PROMPT - I would like you to restate each record word for word.
● ● ● ● ●
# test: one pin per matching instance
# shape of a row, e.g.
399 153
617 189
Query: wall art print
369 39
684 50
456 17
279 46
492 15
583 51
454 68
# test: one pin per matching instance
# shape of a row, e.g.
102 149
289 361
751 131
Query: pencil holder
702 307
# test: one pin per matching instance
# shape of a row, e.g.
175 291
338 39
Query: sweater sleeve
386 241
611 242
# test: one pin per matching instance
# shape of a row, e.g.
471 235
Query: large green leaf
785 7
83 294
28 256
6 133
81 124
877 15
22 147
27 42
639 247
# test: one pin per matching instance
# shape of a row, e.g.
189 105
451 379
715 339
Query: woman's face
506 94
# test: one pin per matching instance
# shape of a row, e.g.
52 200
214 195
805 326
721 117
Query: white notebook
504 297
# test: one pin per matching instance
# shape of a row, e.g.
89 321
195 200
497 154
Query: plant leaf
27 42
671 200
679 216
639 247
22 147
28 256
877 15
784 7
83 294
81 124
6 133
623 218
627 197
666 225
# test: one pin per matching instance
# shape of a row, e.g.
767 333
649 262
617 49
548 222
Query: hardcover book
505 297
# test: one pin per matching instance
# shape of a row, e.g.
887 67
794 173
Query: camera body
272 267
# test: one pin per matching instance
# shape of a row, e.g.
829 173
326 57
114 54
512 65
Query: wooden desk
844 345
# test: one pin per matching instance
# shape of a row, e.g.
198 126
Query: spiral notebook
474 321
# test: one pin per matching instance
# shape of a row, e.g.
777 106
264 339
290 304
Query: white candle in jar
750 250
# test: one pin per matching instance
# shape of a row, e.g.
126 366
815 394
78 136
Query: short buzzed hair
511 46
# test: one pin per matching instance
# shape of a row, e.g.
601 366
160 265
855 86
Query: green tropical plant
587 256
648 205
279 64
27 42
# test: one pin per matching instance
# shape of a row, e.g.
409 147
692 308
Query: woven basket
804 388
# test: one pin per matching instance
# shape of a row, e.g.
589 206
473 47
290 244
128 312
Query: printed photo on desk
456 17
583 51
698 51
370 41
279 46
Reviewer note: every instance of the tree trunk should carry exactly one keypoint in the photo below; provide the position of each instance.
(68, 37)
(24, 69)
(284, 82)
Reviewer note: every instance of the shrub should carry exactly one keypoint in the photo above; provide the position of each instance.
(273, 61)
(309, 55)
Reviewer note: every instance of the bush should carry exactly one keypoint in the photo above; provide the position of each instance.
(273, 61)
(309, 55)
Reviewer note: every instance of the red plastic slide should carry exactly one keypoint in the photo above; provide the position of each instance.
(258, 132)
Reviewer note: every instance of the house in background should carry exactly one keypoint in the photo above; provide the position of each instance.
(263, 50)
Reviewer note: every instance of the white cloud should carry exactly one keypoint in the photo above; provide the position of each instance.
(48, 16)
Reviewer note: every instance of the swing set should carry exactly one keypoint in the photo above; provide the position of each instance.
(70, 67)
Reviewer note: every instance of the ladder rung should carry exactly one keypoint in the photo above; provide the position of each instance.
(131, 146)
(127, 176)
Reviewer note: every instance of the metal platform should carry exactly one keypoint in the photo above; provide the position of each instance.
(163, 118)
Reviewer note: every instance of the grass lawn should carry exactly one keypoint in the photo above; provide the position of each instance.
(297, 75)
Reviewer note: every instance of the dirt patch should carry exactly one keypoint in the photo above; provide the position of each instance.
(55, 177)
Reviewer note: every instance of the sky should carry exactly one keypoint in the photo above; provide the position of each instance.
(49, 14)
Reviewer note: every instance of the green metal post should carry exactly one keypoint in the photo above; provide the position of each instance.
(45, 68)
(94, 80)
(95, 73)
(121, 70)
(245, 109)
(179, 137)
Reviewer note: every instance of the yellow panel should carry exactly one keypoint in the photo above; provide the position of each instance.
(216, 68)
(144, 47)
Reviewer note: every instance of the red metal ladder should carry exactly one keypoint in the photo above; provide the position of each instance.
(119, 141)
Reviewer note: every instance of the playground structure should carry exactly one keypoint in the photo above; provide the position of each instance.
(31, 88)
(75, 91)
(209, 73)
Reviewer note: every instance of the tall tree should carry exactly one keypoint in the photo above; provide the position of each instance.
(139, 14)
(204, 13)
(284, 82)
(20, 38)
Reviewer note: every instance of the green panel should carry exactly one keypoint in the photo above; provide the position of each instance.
● ● ● ● ●
EXPECTED OUTPUT -
# test: one pin per matching instance
# shape of a row, e.g.
399 153
617 189
Query: wall art print
369 39
684 50
456 17
279 46
492 15
583 51
454 68
# test: one pin per matching instance
# shape of a row, e.g.
102 149
289 361
751 131
Query: pencil holder
702 307
# test: one pin per matching instance
# shape of a row, e.g.
175 291
338 39
Query: sweater sleeve
386 241
611 242
# test: one pin per matching instance
# shape of a row, e.g.
471 235
Query: large green leaf
785 7
83 294
28 256
6 133
81 124
877 15
22 147
27 42
639 247
# test: one pin per matching instance
# shape of a row, e.g.
189 105
451 379
715 339
Query: woman's face
506 94
# test: one pin per matching instance
# shape of a row, e.g.
52 200
214 195
805 326
721 117
Query: white notebook
504 297
# test: one pin per matching instance
# shape of a row, e.g.
89 321
195 200
497 154
Query: plant leaf
27 42
671 200
679 216
639 247
22 147
28 256
877 15
784 7
83 294
81 124
6 133
623 218
627 197
666 225
# test: one pin per matching instance
# shape of a row, e.g.
767 333
649 262
617 49
548 222
Query: hardcover book
505 297
# test: one pin per matching instance
# shape of a row, e.g.
887 67
794 173
Query: camera body
272 267
# test: one pin per matching instance
# shape of a row, e.g.
829 173
326 57
114 54
512 65
Query: wooden desk
844 345
# test: one pin per matching instance
# shape of a row, e.g.
198 126
Query: spiral notebook
474 321
# test: one pin per matching instance
# shape of a row, e.g.
777 106
264 339
290 304
Query: white candle in jar
750 250
# test: one pin per matching instance
# shape of a row, e.g.
126 366
815 394
78 136
Query: short buzzed hair
511 46
# test: one pin per matching instance
# shape of a row, e.g.
601 366
160 265
855 86
Query: green tropical plant
587 256
648 205
279 64
27 42
# test: one pin per matching instance
# shape of a row, e.g.
409 147
692 308
Query: woven basket
804 388
# test: one pin per matching instance
# shape of a row, e.g.
589 206
473 47
290 244
128 312
Query: printed photo on desk
456 17
583 51
698 51
370 41
279 46
Reviewer note: every instance of the tree trunk should carry exactly one keypoint in the photo below; provide the position of each instance.
(68, 37)
(24, 69)
(284, 82)
Reviewer note: every instance of the shrub should carry exactly one keypoint in the photo above; provide the position of each instance.
(273, 61)
(309, 55)
Reviewer note: every instance of the bush should carry exactly one keypoint in the photo above; provide the position of each instance.
(273, 61)
(309, 55)
Reviewer note: every instance of the red plastic slide should carry exactly one keypoint in the photo above; provide the position of each instance.
(258, 132)
Reviewer note: every instance of the house in background should carry exactly one keypoint in the photo above; provide the position of each instance.
(263, 50)
Reviewer note: every instance of the white cloud should carry exactly one keypoint in the photo above; provide the position of each instance.
(48, 16)
Reviewer note: every instance of the swing set should carry exactly one keypoint in the photo above; provide the position of each instance.
(70, 67)
Reviewer note: every instance of the ladder rung should carry exactly one keypoint in the photo above; provide the position of each instance.
(131, 146)
(127, 176)
Reviewer note: every instance of the metal platform should carry exactly one keypoint in the photo above; provide the position of each instance.
(163, 118)
Reviewer note: every instance of the grass lawn should carry exactly one keypoint in the photo above; provide the position of each instance.
(297, 75)
Reviewer note: every instance of the dirt patch should carry exactly one keypoint in the photo above; provide the position of each instance.
(55, 177)
Reviewer note: every instance of the sky should carry exactly one keypoint in the photo above; provide the position of each instance.
(49, 14)
Reviewer note: every instance of the green metal post should carry exactly one keypoint in the photo above; provide the position of each instance.
(45, 68)
(94, 80)
(95, 73)
(121, 70)
(245, 109)
(179, 137)
Reviewer note: every instance of the yellow panel should carry exactly one keypoint in the photo above; provide the position of each instance.
(216, 68)
(144, 47)
Reviewer note: every instance of the red metal ladder should carry exactly one keypoint in the photo above; provide the position of each instance.
(119, 141)
Reviewer note: every instance of the playground structure should carry exactly one keypoint in the photo above; provide the position of each instance.
(31, 88)
(75, 91)
(209, 73)
Reviewer note: every instance of the tall tree should carry exactly one keypoint in the photo above; provide the position of each instance.
(139, 14)
(204, 13)
(284, 82)
(20, 38)
Reviewer note: every instance of the green panel should carry exactly one keypoint in the photo above; provide the position of each instance.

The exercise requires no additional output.